=== GOAL ===
Output as a JSON list of strings, one string per line, everything from the line containing "Can you detect every triangular" down to the line containing "xmin=885 ymin=424 xmax=993 ymax=491", with both of those lines included and blank lines omitted.

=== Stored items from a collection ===
------------------------------------

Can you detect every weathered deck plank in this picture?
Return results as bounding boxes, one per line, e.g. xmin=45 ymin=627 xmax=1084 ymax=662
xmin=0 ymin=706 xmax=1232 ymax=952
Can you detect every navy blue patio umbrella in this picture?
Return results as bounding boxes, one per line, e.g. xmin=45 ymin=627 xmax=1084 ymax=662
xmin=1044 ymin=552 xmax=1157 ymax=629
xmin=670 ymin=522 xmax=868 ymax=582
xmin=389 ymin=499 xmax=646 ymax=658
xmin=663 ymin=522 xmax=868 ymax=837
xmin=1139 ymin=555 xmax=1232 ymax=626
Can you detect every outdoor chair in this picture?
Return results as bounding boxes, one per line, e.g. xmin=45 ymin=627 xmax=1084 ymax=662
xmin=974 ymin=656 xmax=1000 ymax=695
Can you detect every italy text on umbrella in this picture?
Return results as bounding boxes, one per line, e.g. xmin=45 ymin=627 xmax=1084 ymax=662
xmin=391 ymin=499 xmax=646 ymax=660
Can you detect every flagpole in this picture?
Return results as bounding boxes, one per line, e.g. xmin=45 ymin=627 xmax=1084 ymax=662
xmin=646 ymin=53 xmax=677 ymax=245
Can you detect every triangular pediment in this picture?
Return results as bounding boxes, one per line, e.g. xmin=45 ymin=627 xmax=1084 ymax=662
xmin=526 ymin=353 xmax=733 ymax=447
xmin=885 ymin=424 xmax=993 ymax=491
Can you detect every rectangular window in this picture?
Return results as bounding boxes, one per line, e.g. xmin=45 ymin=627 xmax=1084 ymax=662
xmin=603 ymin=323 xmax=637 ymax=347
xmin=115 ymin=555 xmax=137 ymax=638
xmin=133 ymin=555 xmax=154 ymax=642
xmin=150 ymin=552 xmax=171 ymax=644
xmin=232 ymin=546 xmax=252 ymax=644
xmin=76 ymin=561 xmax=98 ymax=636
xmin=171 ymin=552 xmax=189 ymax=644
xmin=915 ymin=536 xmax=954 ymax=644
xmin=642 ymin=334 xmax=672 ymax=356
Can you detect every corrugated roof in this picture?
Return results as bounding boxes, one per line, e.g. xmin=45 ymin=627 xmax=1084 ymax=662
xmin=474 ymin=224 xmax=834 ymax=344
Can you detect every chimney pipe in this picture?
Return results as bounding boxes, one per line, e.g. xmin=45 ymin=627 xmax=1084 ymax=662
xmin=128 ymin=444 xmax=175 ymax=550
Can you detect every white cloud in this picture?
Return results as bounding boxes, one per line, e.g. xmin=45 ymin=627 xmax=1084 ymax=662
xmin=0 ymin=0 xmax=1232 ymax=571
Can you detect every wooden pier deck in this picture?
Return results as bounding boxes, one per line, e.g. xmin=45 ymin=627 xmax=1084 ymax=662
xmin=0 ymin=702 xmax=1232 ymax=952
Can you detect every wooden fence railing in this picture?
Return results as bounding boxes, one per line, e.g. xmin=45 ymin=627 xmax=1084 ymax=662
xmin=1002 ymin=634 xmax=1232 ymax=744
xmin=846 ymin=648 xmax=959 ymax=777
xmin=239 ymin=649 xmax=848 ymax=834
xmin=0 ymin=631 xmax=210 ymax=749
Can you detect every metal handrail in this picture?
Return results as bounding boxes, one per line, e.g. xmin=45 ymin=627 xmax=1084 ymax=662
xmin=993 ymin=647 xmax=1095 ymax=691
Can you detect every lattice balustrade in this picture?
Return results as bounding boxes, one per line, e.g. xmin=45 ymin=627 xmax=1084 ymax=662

------------------------------------

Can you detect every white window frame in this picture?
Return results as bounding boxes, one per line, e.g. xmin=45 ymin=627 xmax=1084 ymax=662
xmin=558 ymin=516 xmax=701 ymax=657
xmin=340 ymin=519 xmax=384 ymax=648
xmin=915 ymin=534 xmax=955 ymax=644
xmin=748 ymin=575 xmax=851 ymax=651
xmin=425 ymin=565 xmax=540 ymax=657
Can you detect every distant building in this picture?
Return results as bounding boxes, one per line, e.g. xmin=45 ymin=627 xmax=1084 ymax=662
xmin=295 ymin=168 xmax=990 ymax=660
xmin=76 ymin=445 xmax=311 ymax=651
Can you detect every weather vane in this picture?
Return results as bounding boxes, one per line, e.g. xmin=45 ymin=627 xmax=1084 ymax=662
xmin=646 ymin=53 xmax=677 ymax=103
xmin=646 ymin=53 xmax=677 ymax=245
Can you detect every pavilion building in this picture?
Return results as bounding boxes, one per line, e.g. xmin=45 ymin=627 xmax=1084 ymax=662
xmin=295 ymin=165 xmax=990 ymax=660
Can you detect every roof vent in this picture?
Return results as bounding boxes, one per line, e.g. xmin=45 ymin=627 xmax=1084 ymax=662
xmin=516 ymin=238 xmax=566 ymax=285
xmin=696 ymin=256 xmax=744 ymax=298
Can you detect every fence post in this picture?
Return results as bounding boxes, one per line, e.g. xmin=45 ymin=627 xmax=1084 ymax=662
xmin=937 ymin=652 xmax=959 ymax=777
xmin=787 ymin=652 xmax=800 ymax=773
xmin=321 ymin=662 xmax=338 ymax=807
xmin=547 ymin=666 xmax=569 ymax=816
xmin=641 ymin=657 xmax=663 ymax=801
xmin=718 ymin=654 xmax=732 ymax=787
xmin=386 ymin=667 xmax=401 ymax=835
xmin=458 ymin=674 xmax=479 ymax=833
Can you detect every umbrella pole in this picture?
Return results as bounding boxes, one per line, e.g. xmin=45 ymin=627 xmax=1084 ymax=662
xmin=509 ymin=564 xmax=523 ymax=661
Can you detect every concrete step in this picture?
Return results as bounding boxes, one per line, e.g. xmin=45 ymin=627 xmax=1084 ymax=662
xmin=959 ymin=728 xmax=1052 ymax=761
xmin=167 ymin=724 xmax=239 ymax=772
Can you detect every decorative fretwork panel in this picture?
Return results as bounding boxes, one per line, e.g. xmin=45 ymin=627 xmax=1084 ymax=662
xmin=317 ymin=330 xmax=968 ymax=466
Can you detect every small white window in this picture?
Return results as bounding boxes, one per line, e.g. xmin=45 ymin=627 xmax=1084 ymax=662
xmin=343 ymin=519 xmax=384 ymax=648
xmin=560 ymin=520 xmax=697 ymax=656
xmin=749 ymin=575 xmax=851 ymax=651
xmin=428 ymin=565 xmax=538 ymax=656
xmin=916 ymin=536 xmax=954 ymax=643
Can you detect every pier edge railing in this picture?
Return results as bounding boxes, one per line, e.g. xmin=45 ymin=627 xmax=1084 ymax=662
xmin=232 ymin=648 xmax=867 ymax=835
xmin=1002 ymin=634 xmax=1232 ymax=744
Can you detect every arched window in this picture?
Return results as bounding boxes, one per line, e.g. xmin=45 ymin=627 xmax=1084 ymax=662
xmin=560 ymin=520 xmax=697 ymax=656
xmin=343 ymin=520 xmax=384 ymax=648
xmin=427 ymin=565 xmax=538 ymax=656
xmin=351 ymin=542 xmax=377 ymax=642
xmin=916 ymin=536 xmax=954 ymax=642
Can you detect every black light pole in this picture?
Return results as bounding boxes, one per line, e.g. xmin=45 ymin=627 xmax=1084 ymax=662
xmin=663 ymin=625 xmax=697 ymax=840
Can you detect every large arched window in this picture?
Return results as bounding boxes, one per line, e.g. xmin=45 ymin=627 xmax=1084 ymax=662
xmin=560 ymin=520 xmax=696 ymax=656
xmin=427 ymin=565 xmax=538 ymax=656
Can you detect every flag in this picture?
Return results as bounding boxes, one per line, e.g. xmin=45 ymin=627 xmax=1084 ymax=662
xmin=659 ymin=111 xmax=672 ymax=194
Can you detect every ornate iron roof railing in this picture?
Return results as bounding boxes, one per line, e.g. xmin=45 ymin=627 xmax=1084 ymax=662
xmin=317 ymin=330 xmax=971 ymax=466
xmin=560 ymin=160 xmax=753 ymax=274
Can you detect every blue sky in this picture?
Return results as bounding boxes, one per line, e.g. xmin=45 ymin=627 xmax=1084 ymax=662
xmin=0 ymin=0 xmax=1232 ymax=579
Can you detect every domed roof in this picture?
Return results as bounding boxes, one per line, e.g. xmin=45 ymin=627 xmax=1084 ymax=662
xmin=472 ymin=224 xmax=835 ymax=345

------------------------------------

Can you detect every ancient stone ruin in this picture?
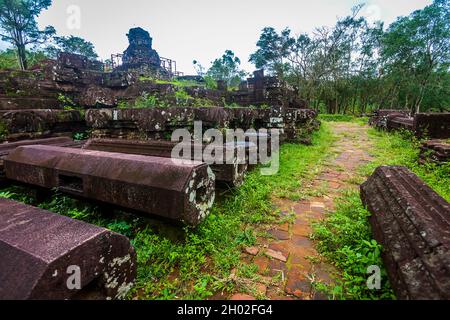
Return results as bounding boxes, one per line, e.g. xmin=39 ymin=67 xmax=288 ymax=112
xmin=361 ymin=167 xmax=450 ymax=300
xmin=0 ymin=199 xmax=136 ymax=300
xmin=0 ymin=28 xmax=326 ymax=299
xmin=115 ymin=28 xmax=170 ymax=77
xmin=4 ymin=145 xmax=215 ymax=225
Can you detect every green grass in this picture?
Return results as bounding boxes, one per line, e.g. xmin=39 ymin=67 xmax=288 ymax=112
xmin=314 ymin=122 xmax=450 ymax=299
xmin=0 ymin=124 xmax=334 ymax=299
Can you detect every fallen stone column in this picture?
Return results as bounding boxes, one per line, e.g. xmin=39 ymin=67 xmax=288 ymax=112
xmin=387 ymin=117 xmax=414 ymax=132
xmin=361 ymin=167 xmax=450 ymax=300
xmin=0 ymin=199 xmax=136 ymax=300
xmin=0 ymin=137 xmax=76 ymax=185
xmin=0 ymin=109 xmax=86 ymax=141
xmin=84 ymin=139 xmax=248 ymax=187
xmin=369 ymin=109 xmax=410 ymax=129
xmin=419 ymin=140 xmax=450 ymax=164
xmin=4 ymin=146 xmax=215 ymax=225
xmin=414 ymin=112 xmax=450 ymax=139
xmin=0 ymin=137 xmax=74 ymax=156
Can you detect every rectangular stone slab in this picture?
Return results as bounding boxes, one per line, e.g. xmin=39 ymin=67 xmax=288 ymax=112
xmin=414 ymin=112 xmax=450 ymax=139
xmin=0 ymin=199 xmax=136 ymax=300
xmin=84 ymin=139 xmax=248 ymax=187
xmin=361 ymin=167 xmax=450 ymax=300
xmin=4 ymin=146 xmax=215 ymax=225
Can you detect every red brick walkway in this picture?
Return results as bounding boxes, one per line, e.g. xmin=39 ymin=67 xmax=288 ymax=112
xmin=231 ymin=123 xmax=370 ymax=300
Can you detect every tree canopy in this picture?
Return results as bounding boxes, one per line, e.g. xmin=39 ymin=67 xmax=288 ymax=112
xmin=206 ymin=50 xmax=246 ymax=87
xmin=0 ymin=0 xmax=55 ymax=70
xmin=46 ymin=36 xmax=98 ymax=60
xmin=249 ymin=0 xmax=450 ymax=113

------------------------------------

=== SOLVED EXERCISE ===
[
  "Can you detect every triangular pediment in this picture?",
  "Return results as bounding boxes, one per line, e.g. xmin=45 ymin=627 xmax=1084 ymax=662",
  "xmin=526 ymin=353 xmax=733 ymax=447",
  "xmin=885 ymin=424 xmax=993 ymax=491"
]